SEJARAH PERADABAN ISLAM MASUK DI KABUPATEN MADIUN
SEJARAH PERADABAN
ISLAM MASUK DI KABUPATEN MADIUN
Pangeran Timur Pemimpin Yang Adil dan
Bijaksana
Sejarah mencatat tahun
1568 Kesultanan Demak mengalami perpecahan dengan adanya perang saudara yang
dimenangkan oleh Mas Karebet atau Jaka Tingkir atau Sultan Hadiwijaya,
dengan restu para wali menggantikan kedudukan mertuanya Sultan Trenggono sebagai Sultan.
Namun, Sultan Hadiwijaya tidak mau bertempat tinggal di Demak. Sultan
Hadiwijaya kemudian memindahkan pusat pemerintahannya ke Pajang. Putra Sultan
Trenggono lainnya atau adik ipar Sultan Hadiwijaya yang bernama Ki Panembahan Ronggo Jumeno oleh Sunan Bonang yang mewakili para
wali diangkat menjadi Bupati Madiun pada tanggal 18 Juli 1568.

# Deskripsi Latihan:
Menurut kutipan tentang masuknya Islam di Kabupaten Madiun, pada tanggal berapa Ki Panembahan Ronggo Jumeno diangkat menjadi Bupati Madiun?

(Catatan dari sebuah kumpulan data)
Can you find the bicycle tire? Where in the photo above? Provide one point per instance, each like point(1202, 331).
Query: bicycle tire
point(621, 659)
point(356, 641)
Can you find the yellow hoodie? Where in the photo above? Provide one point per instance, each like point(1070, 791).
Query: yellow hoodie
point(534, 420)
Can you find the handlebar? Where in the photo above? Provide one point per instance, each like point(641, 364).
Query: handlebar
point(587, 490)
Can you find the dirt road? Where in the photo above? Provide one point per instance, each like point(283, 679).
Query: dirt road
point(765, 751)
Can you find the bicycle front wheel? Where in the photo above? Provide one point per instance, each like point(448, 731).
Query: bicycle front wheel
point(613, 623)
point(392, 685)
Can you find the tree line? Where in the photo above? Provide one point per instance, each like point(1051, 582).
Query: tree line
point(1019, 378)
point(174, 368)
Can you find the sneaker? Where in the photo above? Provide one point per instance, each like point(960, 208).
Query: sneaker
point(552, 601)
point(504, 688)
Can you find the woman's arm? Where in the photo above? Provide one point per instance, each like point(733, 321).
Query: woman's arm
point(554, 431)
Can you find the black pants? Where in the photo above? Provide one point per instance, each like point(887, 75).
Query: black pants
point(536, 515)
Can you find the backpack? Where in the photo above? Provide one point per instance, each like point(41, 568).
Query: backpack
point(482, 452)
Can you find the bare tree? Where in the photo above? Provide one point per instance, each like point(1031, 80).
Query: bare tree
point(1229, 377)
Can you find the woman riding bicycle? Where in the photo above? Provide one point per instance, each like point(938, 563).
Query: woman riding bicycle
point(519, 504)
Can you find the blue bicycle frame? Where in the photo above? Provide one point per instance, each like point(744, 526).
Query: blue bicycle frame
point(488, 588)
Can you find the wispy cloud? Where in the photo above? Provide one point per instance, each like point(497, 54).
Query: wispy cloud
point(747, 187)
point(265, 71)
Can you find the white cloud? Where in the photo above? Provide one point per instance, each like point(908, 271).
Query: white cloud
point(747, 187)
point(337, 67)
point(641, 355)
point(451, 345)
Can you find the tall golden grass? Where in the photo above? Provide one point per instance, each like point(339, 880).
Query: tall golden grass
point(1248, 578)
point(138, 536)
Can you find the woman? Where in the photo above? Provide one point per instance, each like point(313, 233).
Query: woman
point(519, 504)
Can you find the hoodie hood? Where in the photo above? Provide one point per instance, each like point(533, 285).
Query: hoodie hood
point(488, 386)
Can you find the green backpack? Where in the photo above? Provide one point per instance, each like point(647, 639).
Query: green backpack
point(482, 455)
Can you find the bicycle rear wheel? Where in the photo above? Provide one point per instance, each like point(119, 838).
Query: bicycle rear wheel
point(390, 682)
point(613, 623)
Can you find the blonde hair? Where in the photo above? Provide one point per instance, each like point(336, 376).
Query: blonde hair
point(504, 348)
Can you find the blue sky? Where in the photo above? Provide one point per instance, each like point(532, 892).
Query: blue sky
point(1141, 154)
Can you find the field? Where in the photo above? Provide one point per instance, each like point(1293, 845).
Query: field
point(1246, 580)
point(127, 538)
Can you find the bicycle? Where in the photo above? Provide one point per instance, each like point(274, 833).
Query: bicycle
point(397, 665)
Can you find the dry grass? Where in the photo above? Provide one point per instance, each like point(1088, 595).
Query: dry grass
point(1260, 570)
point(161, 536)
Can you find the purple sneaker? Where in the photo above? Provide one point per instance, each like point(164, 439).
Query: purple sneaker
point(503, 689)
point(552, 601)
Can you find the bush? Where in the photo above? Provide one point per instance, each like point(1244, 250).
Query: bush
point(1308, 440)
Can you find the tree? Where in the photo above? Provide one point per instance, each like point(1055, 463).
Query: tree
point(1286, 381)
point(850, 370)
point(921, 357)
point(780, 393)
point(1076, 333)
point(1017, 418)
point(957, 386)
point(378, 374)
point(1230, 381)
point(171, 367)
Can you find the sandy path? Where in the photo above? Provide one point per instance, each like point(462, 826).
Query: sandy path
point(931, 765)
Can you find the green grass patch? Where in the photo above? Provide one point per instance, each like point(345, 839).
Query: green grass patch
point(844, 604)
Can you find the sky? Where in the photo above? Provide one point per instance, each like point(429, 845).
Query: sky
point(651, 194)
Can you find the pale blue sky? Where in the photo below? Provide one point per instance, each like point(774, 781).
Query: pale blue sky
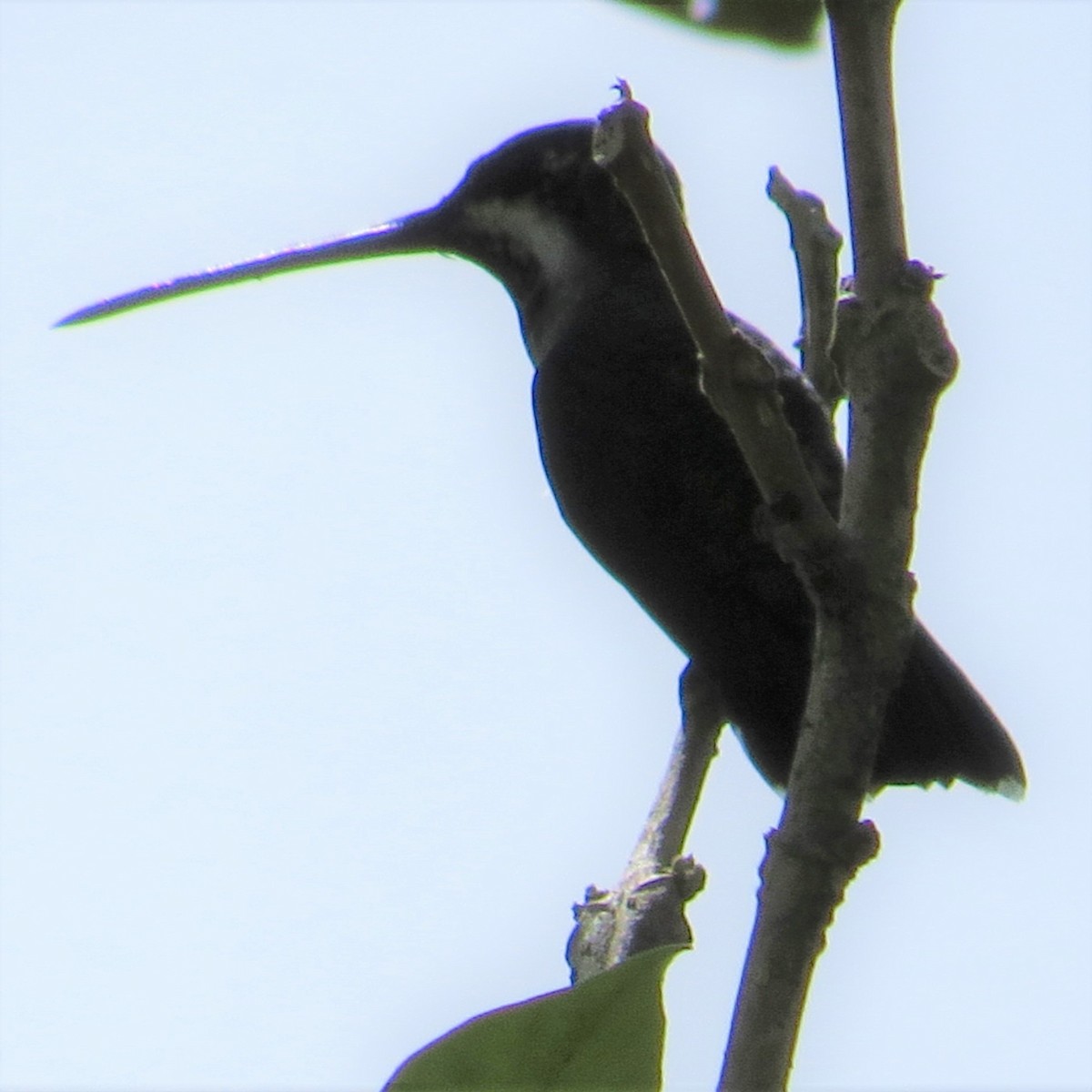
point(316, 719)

# Jawaban Latihan:
Ia diangkat menjadi Bupati Madiun pada tanggal 18 Juli 1568.